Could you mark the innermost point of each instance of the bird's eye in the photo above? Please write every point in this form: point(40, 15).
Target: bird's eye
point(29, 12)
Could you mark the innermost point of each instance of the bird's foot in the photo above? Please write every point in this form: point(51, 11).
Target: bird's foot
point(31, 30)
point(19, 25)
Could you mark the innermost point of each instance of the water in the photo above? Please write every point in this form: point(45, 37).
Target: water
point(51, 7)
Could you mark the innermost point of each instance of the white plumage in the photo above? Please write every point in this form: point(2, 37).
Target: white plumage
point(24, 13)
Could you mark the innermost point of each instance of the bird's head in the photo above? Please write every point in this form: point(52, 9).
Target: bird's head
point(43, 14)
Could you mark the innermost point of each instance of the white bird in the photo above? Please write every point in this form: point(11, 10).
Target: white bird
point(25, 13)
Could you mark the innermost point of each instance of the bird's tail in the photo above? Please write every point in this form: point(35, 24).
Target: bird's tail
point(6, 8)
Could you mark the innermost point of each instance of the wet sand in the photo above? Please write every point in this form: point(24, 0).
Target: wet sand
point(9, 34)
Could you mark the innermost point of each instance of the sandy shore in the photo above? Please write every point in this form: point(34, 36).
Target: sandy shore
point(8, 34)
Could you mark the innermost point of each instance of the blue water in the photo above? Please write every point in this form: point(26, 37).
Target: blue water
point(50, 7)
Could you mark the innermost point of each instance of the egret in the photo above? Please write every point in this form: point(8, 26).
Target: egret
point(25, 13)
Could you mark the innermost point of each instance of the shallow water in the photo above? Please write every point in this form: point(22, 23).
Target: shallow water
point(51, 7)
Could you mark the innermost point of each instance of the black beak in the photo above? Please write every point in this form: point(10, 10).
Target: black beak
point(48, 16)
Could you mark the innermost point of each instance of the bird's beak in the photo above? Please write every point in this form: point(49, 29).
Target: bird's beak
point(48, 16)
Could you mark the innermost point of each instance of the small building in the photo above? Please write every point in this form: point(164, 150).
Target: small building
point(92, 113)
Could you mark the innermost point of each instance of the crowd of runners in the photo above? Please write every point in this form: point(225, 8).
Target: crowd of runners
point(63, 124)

════════

THE PROBLEM –
Reproduce the stretch of rows above from the line containing "form: point(34, 36)." through the line containing "point(50, 7)", word for word, with both of those lines included.

REPLY –
Could you mark the innermost point of each instance of the sandy shore in the photo above? Please write every point in this form: point(34, 36).
Target: sandy shore
point(8, 34)
Could you mark the innermost point of each instance of the blue water in the photo above? Please write every point in this form: point(26, 37).
Target: blue water
point(50, 7)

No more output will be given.